● **What you have to do**
Count how many lines of the data below contain the string "glass", treating uppercase and lowercase as different. Reply with the number alone.

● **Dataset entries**
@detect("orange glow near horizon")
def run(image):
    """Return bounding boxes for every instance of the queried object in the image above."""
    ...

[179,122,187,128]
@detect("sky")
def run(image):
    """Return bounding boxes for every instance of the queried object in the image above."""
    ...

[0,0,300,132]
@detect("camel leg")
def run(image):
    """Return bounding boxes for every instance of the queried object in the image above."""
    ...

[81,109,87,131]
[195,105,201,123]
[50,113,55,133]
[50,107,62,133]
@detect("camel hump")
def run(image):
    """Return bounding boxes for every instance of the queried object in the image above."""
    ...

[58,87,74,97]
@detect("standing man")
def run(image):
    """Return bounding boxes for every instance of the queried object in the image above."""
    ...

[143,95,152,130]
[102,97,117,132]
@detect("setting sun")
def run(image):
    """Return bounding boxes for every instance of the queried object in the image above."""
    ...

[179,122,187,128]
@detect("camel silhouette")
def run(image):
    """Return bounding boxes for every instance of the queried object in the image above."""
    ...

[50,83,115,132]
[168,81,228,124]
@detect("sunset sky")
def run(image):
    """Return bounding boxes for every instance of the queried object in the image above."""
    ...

--

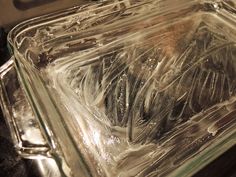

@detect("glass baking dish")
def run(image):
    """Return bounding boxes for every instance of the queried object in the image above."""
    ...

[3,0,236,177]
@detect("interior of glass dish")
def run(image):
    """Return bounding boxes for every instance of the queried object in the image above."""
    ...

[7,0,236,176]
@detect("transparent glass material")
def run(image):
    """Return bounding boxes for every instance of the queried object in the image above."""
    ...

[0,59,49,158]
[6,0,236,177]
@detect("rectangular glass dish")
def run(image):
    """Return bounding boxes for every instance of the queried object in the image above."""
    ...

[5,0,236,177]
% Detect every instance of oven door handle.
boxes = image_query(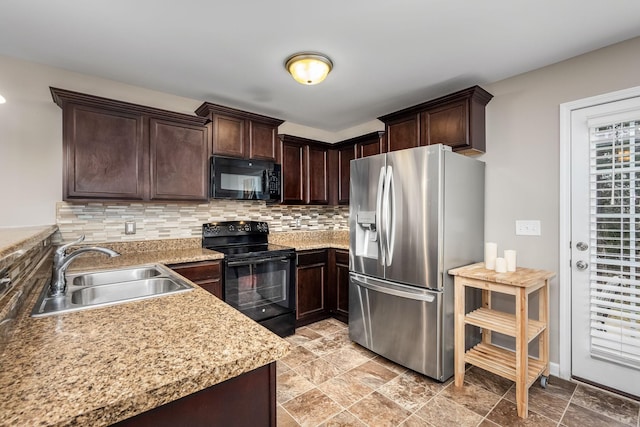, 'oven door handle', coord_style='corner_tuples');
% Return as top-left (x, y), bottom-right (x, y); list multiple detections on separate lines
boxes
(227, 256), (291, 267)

● **Result of the task**
4